**Set exercise**
Give an exact copy of every line, leaving images out.

[A run of records]

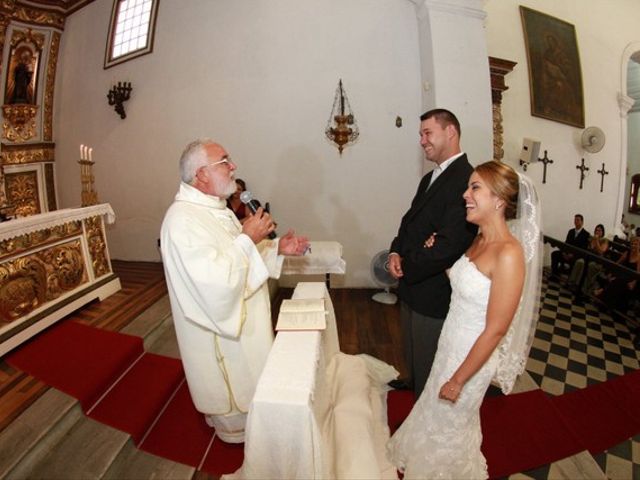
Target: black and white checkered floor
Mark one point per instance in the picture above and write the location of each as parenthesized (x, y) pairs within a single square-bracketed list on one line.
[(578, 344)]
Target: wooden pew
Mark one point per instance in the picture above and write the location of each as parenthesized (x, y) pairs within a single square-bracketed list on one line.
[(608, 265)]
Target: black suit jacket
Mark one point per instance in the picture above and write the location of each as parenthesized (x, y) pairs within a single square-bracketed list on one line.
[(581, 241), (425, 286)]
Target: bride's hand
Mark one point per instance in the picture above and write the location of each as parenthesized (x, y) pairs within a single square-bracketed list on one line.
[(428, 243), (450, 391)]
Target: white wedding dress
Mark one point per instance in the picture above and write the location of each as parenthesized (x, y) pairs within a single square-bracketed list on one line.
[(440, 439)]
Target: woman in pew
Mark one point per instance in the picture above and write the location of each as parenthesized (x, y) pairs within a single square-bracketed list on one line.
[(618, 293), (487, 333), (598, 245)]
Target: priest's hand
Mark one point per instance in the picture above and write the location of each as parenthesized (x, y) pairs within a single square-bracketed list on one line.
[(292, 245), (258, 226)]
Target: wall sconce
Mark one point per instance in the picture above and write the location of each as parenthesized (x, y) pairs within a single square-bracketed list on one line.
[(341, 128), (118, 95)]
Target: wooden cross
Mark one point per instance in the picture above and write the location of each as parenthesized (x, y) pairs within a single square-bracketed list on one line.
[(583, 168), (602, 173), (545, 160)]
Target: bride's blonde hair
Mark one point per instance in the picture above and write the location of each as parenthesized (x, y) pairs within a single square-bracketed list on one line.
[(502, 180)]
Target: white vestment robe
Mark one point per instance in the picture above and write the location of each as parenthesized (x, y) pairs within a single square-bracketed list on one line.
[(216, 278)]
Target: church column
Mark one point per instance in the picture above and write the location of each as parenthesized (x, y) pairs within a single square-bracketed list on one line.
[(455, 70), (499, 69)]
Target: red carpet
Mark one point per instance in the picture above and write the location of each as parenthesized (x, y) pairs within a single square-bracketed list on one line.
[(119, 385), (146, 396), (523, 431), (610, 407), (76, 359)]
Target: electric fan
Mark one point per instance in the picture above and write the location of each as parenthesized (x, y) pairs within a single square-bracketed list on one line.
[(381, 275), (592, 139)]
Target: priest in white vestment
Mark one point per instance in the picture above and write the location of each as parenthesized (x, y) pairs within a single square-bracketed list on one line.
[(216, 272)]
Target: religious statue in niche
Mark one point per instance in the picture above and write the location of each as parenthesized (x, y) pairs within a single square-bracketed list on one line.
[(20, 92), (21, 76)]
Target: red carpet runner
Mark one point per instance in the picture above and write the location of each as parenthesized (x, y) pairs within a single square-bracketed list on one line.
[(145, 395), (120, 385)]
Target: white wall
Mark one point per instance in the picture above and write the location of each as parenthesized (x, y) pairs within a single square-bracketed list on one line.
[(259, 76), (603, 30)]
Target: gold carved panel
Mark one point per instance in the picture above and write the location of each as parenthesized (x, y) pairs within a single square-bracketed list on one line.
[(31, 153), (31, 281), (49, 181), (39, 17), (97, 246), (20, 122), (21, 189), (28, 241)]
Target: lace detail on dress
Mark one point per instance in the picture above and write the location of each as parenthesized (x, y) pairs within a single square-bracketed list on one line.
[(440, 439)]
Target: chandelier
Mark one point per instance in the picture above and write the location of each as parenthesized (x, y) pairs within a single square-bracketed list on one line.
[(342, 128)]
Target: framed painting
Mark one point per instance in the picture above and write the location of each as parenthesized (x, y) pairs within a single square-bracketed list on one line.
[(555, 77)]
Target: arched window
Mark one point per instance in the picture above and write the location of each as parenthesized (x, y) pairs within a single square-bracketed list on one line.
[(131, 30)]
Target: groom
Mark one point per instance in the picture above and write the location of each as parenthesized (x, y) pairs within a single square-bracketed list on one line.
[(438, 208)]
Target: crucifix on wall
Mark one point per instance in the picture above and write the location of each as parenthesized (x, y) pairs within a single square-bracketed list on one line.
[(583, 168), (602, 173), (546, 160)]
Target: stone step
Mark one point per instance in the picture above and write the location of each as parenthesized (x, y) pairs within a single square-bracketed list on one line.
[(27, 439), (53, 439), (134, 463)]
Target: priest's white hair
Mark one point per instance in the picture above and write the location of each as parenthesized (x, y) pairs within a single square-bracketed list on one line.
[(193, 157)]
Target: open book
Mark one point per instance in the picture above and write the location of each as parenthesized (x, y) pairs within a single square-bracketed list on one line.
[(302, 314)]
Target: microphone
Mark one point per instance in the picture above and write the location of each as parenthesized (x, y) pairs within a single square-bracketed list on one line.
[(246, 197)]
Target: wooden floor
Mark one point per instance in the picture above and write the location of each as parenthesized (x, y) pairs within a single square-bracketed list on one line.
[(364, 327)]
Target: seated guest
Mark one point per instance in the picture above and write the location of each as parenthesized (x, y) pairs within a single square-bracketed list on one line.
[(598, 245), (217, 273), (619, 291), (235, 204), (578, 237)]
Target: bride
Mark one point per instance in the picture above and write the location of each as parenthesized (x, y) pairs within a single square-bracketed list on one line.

**Expected answer**
Target: black and white checkered floor
Mark one point per instance in the picture above and write the location of each as parenthesized (x, y) pairs within a single square-bracketed list on one line.
[(578, 344)]
Target: wooden pew
Mark one point per instance in the picture above and write the location of each as parenthesized (x, y) pairs within a single square-bracketed list on one line.
[(608, 265)]
Target: black suit jacket
Mark one point per instance in the picture above and write the location of each as parenthesized (x, y) pairs within a single square-bracketed list on one line.
[(581, 241), (425, 286)]
Target: bride's hand
Mark one point per instance in the picture above and write the location of each as parenthesized (x, y) pairs within a single square-bracketed list on one line.
[(428, 243), (450, 391)]
Target: white wedding dress
Mark one point per instance in the picture above and write the location of each as parenthesized (x, y) pairs within a single square-bracketed list on one line.
[(440, 439)]
Target: woman in pew
Mark one point per instance in the picture above and write the location of each as parenthesized (x, y) pairs within a single square-bracketed list on one line.
[(618, 293), (487, 333), (598, 245)]
Target: priest's hand
Mark one point per instance in the picture above and write the location of each as parenthesized (x, y) pairs within a single square-bracketed list on one line.
[(292, 245), (258, 226)]
Target: wall sconce
Mark one point per instance in the picture above and write the location of each as parenthesized (x, y) pairs within a single square-bracketed list on one line.
[(341, 128), (118, 95)]
Target: wooden cross
Mark one point per instance in the picture above and write the location of each as parenthesized (x, y) pairs within a single square-bracketed list on one line.
[(583, 168), (602, 173), (545, 160)]
Target: bride's blonde hair
Mark one point per instance in the picture above and write the location of each as parenthesized (x, y) pairs within a single square-bracketed list on one line.
[(502, 180)]
Target: white vestment robe
Mark one point per instance in the picture above and write the location of each as parenthesized (x, y) pairs within a single square-bracketed list on one line.
[(216, 278)]
Target: church column
Mark one point per instance in the picture above and write the location of each as parenthesized (x, y) pairs within a single square-bracketed list on one line.
[(455, 70), (499, 69)]
Target: red carpet
Mark one point per instance in the picture above and write the location of each as parenthesized (x, y) pairs within a single square-bracketed list on one line.
[(119, 385), (146, 396), (523, 431), (610, 407), (76, 359)]
Target: electric fan
Mark one point per instance in the picture above and write the location of each as parenthesized (x, y) pairs within a single square-bracketed list on one line.
[(381, 275), (592, 139)]
Target: priest in white vestment
Mark one point per instance in the picture above and write the location of each as parenthesized (x, y) pairs within a single square-bracketed list on one line.
[(216, 272)]
Target: religious statue in niche
Mark one point per instance in the picture above and write the location of each as parenthesized (x, y) pairs within a single square-bracketed list on one line.
[(20, 92), (21, 76)]
Target: red carpet runner
Mark one point per instance in the picture above and write the location of each as parenthesized (x, y) pairs within a single square-bracketed list on one line.
[(145, 395), (120, 385)]
Target: white wall
Mark one point per instance in the picture above and write the location of each as parenthesized (x, y) pairs within a single square-bracketed list on one line.
[(259, 76), (603, 30)]
Target: gold carved panel
Mark one point per instance in the picture above and write the location of each as parenthesized (x, y) pairs within a single square-bracketed list on one line.
[(31, 153), (31, 281), (49, 181), (39, 17), (97, 246), (20, 122), (21, 189), (28, 241)]
Target: lace detail on dress
Mark one point per instance in the picture above and write the location of each as parenthesized (x, y) pairs within a single square-bracketed list on one line.
[(440, 439)]
Target: chandelier
Mark one point per instance in the picture above and write the location of each as parenthesized (x, y) pairs within a single square-bracketed list on one line.
[(342, 128)]
Target: framed painting
Mark one point per instance in the picture above and write the location of each as parenthesized (x, y) pairs within a single square-bracketed list on one line.
[(555, 77)]
Target: arched window
Mark one point per instance in the picture above and write the location of each as parenthesized (x, y) pairs within a single square-bracketed list on one line.
[(131, 30)]
Target: groom
Mark one point per instance in the picture above and write the location of each as parenthesized (x, y) pairs within a single square-bracketed list on one line.
[(438, 208)]
Target: crucifix on wall
Mark one point per instance in the picture above and write the location of each as parenthesized (x, y) pairs within a single square-bracketed list on one line.
[(583, 168), (602, 173), (546, 160)]
Target: stone step
Mark one point per instance in the picture above and write the location of each as parenthesized (x, y) pairs within a single square-bracketed list on one line.
[(27, 439), (53, 439), (134, 463)]
Target: priest's white hair
Mark one point per instance in the picture above and write the location of each as parenthesized (x, y) pairs within a single square-bracketed list on one line.
[(193, 157)]
Target: open book
Mark one point per instance in the picture above and write the location of each as parenthesized (x, y) pairs within a single square-bracketed list on one line.
[(302, 314)]
Target: microphone
Mark one point per instance in the picture above and write the location of each as parenthesized (x, y) pairs within a single square-bracketed list on one line.
[(246, 197)]
Target: wooden floor
Mark one point per instance in the picture above and write the location of each as parenthesized (x, y) pairs within a single square-bracketed list on one line.
[(364, 327)]
Target: seated guest
Mark one point per instance in the picture above and write the location of each as parenthesized (x, y) pairs within a single square-bracketed list on one line.
[(598, 245), (217, 273), (619, 291), (235, 204), (578, 237)]
Target: bride
Mark one point per instance in the picture above and write the location of each as parenthesized (x, y) pairs within a single square-bracketed list on one line.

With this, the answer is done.